# Study material
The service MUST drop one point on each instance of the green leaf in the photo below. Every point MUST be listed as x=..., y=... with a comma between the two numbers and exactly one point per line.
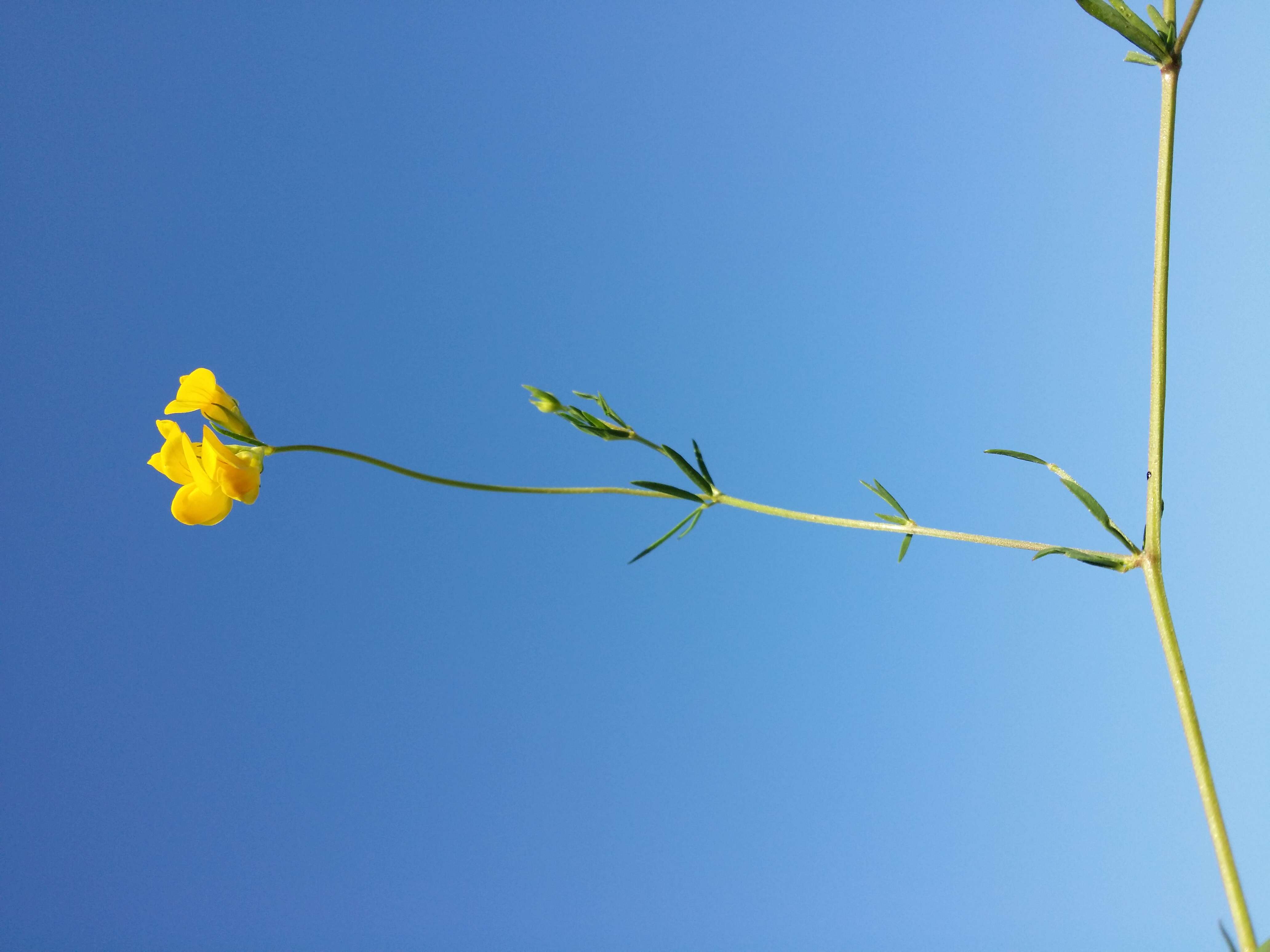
x=604, y=432
x=1099, y=512
x=701, y=464
x=545, y=402
x=1079, y=492
x=1083, y=557
x=605, y=407
x=667, y=490
x=587, y=423
x=673, y=530
x=878, y=489
x=1148, y=38
x=1025, y=458
x=226, y=432
x=688, y=470
x=1141, y=36
x=693, y=525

# Assignment
Only the pictures are to be omitted; restate everything else above exactly.

# Response to the task
The service MUST drop one point on each instance of the green leaf in the photo below. Every point MUST be listed as x=..., y=... with a comma between the two numbers and exactly one point per line.
x=604, y=432
x=1099, y=512
x=701, y=464
x=545, y=402
x=1079, y=492
x=1083, y=557
x=605, y=407
x=667, y=490
x=587, y=423
x=673, y=530
x=878, y=489
x=1148, y=38
x=1025, y=458
x=226, y=432
x=688, y=470
x=1141, y=36
x=693, y=525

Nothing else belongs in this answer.